# [Textauszug]
Inklusives Wachstum

Warum wir das Instrument der Mitarbeiterbeteiligung neu denken sollten

In Zeiten hoher Ungleichheit und einem stagnierenden Produktivitätswachstum kommen Wirtschaft und Politik nicht mehr darum herum, das Problem an der Wurzel zu packen – und das bedeutet auch, bei der Primärverteilung von Markteinkommen anzusetzen. Ein Kommentar von Valentina Consiglio.

Mitarbeiter, die ein Stück vom Unternehmenskuchen abbekommen, sind in der Regel produktiver. Bild: Pixabay

Zahlreiche Studien zeigen: Wer seine Mitarbeiterinnen und Mitarbeiter zusätzlich zum Gehalt am Kapital und Erfolg des Unternehmens beteiligt, der kann nicht nur seine Produktivität steigern, sondern durch den Abbau bestehender Einkommens- und Vermögensungleichheiten auch den gesellschaftlichen Zusammenhalt stärken. Aktuelle Zahlen des IAB-Betriebspanels zeigen jedoch, dass dieses Potenzial derzeit bei weitem nicht genutzt wird: So beteiligten im Jahr 2017 nur rund 10% der Unternehmen in Deutschland ihre Mitarbeiterinnen und Mitarbeiter am Gewinn und gerade einmal rund 2% am Kapital der Unternehmen. Im europäischen Vergleich bewegt sich Deutschland damit weit unterhalb des Durchschnitts.

Und was tut die Politik? Das Instrument der Mitarbeiterbeteiligung wird in Berlin zumindest endlich mal wieder diskutiert, wenn auch noch unter einem verengten Blickwinkel, wie die kürzlich gestellten kleinen Anfragen der FDP und von Bündnis 90/DIE GRÜNEN zeigen. Den Oppositionsparteien geht es nämlich derzeit vor allem um eins: die Start-up-Finanzierung und langfristige Mitarbeiterbindung. Aber das ist zu kurz gedacht, weil es lediglich auf die einzelwirtschaftliche Ebene abzielt. Vielmehr wäre es an der Zeit, das vermeintlich verstaubte Instrument der Mitarbeiterbeteiligung auch gesamtwirtschaftlich, nämlich als eine mögliche Maßnahme auf dem Weg zu einem inklusiven Produktivitätswachstum, neu zu denken.

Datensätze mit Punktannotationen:
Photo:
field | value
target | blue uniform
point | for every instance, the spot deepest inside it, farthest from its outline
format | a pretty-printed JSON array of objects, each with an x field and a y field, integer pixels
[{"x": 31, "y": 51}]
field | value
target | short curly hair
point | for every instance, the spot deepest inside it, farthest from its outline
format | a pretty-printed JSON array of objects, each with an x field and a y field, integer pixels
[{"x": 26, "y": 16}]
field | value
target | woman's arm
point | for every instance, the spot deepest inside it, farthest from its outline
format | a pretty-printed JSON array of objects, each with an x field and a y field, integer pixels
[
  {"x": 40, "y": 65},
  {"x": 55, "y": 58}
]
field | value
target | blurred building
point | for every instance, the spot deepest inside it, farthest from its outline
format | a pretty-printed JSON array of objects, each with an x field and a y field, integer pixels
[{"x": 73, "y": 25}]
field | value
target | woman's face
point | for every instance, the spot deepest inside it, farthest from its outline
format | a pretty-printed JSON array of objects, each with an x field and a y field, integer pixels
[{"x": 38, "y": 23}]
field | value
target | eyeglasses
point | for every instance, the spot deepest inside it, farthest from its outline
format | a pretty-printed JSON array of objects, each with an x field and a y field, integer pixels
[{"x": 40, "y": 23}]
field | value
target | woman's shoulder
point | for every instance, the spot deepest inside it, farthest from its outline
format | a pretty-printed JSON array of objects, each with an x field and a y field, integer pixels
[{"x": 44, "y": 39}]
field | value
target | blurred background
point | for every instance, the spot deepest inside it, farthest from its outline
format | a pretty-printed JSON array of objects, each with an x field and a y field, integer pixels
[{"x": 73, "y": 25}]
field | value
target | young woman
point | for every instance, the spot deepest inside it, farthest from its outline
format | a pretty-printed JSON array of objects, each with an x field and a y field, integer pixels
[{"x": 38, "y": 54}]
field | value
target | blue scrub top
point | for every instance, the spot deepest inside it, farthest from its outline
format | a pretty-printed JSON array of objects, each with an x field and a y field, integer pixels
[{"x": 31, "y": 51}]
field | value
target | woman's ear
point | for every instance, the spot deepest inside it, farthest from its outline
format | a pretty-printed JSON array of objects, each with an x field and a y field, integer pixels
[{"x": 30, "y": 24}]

# [Aufgabe 1]
Übersetze bitte den Satz „Im europäischen Vergleich bewegt sich Deutschland damit weit unterhalb des Durchschnitts.“ aus dem Text zur Mitarbeiterbeteiligung ins Englische.
# [Aufgabe 2]
Setze den Text zur Mitarbeiterbeteiligung nach seinem letzten Satz fort.

# [Antwort 1]
In a European comparison, Germany thus lies far below the average.

# [Antwort 2]
Was ist eigentlich Mitarbeiterbeteiligung?

Es gibt verschiedene Möglichkeiten, Beschäftigte am Unternehmen zu beteiligen. Zunächst kann zwischen einer materiellen und einer immateriellen Beteiligung unterschieden werden.

Quelle: Sendel-Müller & Weckes (2010)
Quelle: Sendel-Müller & Weckes (2010)
  • Immaterielle Beteiligung: Hier geht es vor allem um die Teilhabe der Beschäftigten an Entscheidungen bezüglich des Arbeitsplatzes oder auch der Unternehmensausrichtung. Während die Beteiligung in Form der Mitsprache- und Mitbestimmung in mittelständischen Betrieben auf freiwilliger Basis beruht, ist sie in größeren Unternehmen u.a. durch das Mitbestimmungs- und Betriebsverfassungsgesetz geregelt.
  • Materielle Beteiligung ist die finanzielle Beteiligung von Beschäftigten am Unternehmen in Form einer Kapital- oder Erfolgsbeteiligung. Dabei kann die Kapitalbeteiligung auch durch die Erfolgsbeteiligung finanziert werden (sogenannte Investivanlagen).

Mehr Produktivität durch Mitarbeiterbeteiligung

Mehr als 100 Studien zeigen, dass die Einführung von materieller Mitarbeiterbeteiligung mit einer gesteigerten Produktivität der Unternehmen einhergeht. Einige Analysen konnten dabei auch einen kausalen Zusammenhang nachweisen. In der Forschung werden verschiedene Gründe angeführt, um diese positive Wirkung auf die Unternehmensperformance zu erklären. Neben einer zunehmenden Kooperationsbereitschaft und einem besseren Informationsaustausch führt die finanzielle Beteiligung von Mitarbeiterinnen und Mitarbeitern zu höherer Motivation und Einsatzbereitschaft.

Der Harvard-Ökonom Douglas Kruse erklärt diese Dynamik mit dem sogenannten „Gift-Exchange-Ansatz“ von George Akerlof: Wird eine Mitarbeiterin oder ein Mitarbeiter zusätzlich zum Lohn am Kapital und/oder Erfolg des Unternehmens beteiligt, wird dies als Geschenk empfunden und kreiert einen Gemeinschaftssinn sowie das Gefühl, am selben Strang zu ziehen. Mitarbeiterinnen und Mitarbeiter reagieren hierauf mit einem „Gegengeschenk“, so Kruse – sie zeigen höhere Einsatzbereitschaft, kooperieren eher und erfüllen einen höheren Arbeitsstandard, was letztlich auch zu höherer Produktivität führt.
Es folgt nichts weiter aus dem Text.